__Task objective__: Could you print all the entries exactly?
start
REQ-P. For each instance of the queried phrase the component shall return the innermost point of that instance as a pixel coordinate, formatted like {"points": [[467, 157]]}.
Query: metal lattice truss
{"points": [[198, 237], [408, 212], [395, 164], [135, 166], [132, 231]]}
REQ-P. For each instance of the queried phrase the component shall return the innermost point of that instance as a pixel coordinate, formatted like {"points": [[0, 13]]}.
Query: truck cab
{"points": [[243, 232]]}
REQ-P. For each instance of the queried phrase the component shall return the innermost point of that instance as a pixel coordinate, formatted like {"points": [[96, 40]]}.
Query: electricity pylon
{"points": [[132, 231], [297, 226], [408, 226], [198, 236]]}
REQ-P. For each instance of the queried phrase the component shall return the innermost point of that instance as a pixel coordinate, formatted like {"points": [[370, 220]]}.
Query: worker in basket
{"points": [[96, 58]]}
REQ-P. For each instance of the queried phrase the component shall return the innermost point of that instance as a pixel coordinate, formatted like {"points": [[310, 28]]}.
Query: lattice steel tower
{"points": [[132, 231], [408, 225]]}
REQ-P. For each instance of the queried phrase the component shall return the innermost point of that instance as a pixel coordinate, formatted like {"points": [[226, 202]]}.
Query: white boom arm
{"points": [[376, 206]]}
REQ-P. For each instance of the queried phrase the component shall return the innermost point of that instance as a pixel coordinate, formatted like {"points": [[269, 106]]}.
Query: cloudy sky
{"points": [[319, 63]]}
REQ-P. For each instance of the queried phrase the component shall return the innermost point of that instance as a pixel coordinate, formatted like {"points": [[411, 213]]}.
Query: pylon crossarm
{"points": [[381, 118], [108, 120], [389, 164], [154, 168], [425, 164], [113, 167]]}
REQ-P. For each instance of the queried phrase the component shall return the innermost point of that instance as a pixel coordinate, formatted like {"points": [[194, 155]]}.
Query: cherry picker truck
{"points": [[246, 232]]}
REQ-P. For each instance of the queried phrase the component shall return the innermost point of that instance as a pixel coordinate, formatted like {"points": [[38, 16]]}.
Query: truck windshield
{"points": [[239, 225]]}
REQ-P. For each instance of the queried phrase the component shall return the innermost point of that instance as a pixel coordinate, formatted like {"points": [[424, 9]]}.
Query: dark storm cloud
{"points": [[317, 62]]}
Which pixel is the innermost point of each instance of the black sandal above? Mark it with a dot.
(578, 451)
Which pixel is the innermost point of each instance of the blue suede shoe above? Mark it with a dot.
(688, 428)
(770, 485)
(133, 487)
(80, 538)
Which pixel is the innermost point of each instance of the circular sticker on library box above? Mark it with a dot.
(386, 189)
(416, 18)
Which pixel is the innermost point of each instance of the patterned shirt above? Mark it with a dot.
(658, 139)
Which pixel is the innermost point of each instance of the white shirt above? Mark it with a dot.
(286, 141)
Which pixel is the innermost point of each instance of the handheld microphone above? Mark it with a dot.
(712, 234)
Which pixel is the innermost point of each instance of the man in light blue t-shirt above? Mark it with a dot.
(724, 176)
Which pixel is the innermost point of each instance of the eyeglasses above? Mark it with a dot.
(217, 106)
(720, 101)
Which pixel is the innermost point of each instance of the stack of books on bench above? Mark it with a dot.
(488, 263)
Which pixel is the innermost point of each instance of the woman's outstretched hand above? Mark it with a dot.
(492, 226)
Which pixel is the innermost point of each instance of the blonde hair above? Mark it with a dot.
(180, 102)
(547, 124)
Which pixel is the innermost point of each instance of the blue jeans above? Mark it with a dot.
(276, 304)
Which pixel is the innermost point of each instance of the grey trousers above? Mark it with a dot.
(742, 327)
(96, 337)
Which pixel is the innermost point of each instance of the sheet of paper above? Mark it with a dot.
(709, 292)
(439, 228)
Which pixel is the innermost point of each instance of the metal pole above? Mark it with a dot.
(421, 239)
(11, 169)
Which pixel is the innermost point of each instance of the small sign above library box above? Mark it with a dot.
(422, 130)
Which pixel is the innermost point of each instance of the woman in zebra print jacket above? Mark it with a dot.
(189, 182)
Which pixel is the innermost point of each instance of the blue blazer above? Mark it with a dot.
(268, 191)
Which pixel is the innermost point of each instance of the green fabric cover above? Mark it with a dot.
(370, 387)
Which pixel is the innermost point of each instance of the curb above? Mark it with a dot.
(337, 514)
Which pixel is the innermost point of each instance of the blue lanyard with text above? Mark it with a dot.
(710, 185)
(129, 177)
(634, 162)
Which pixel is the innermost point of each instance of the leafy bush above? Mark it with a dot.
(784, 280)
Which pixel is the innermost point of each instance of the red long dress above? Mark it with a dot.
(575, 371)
end
__Result of the exercise__:
REQ-P. For each instance of the queried phrase the component shall return the innermost point of that instance as a pixel coordinate, formatted like {"points": [[467, 157]]}.
Query: metal lattice truss
{"points": [[198, 237], [408, 212], [395, 164], [135, 166], [132, 231]]}
REQ-P. For each instance of the queried phrase the component shall return the innermost point of that instance as a pixel coordinate, formatted like {"points": [[0, 13]]}.
Query: truck cab
{"points": [[243, 232]]}
REQ-P. For each instance of the queried phrase the component shall return the innermost point of that instance as a pixel coordinate, formatted like {"points": [[96, 40]]}.
Query: electricity pylon
{"points": [[132, 231], [297, 226], [408, 226], [198, 236]]}
REQ-P. For each instance of the queried phrase the component shall return the innermost point of that instance as a pixel coordinate, formatted like {"points": [[370, 220]]}.
Query: worker in basket
{"points": [[96, 58]]}
REQ-P. For each instance of the queried phrase the component shall return the innermost point of that instance as a pixel coordinate, formatted like {"points": [[310, 28]]}.
Query: lattice steel tower
{"points": [[132, 231], [408, 225]]}
REQ-P. For each instance of the queried phrase the component shall return the innermost point of that instance as a pixel coordinate, formatted like {"points": [[226, 202]]}.
Query: white boom arm
{"points": [[376, 206]]}
REQ-P. For each instance of the queried phrase the component shall return the innermost point of that instance as a pixel coordinate, formatted like {"points": [[269, 106]]}.
Query: cloudy sky
{"points": [[319, 63]]}
REQ-P. For each instance of the queried phrase the component shall return the innermost point of that instance as a pixel coordinate, formatted like {"points": [[411, 213]]}.
Query: pylon crossarm
{"points": [[381, 118], [108, 120], [389, 164], [154, 168], [425, 164], [113, 167]]}
REQ-P. For each instance of the queried phrase the component shall return the innermost point of that instance as a pixel coordinate, formatted like {"points": [[194, 155]]}.
Query: cherry picker truck
{"points": [[246, 232]]}
REQ-P. For each instance of the queried phrase the component shall return the innermost point of that instance as a pixel coordinate, formatted like {"points": [[38, 16]]}.
Query: truck windshield
{"points": [[239, 225]]}
REQ-P. For each instance of the queried phrase the component shall return the innermost point of that instance as a pixel coordinate, formatted like {"points": [[424, 9]]}.
Query: dark storm cloud
{"points": [[317, 62]]}
Which pixel is the innermost point of each instance of the black sandal above? Mark it with a dot.
(578, 451)
Which pixel is the innermost point of each instance of the blue suede shoe above? Mark it with a dot.
(688, 428)
(770, 485)
(133, 487)
(80, 538)
Which pixel is the innermost point of each instance of the circular sticker on library box above? Mark it with a dot.
(386, 189)
(416, 18)
Which pixel is the innermost point of each instance of the patterned shirt above? Mark it with a dot.
(658, 139)
Which pixel is the innermost point of each instance of the white shirt above? Mark it with a dot.
(286, 141)
Which pixel is the innermost point of each instance of the handheld microphone above? Mark it with a dot.
(712, 234)
Which pixel is the innermost point of each instance of the man in light blue t-shirt above? Mark it with a dot.
(724, 176)
Which pixel is the innermost point of each instance of the eyeglasses above? Mark it with a dot.
(217, 106)
(720, 101)
Which pixel is the innermost point of each instance of the stack of books on bench above? Mark it with a dot.
(488, 263)
Which pixel is the innermost point of each instance of the woman's outstretched hand above? Mark it with a dot.
(492, 226)
Which pixel is the innermost point of each instance of the blonde hair above? Mark it with a dot.
(180, 102)
(547, 124)
Which pixel is the innermost point of each instance of the blue jeans above? Mark it with a dot.
(276, 304)
Which pixel is the innermost point of each instance of the grey trousers above? Mark it with a dot.
(742, 327)
(96, 337)
Which pixel is the innermost point of each instance of the sheet of paper above? Mark it with a dot.
(709, 292)
(439, 228)
Which pixel is the innermost point of each instance of the metal pole above? Mark it with a dot.
(421, 239)
(11, 169)
Which pixel is the innermost point of each instance of the small sign above library box above? Mark it with a dot.
(422, 130)
Which pixel is the innermost point of each instance of the woman in zebra print jacket above? Mark it with a dot.
(189, 182)
Which pixel is the innermost point of each instance of the blue blazer above? Mark it with a dot.
(268, 191)
Which pixel is the innermost point of each instance of the green fabric cover above? Mark it with a dot.
(370, 387)
Which pixel is the innermost point of each instance of the curb above? Mark it with a dot.
(337, 514)
Which pixel is the innermost point of each instance of the blue lanyard with text above? Mark it with a dot.
(710, 185)
(129, 177)
(634, 162)
Which pixel is the innermost point of each instance of the leafy bush above? Mark it with a dot.
(784, 280)
Which pixel is the innermost point of each instance of the red long dress above? Mark it with a dot.
(575, 371)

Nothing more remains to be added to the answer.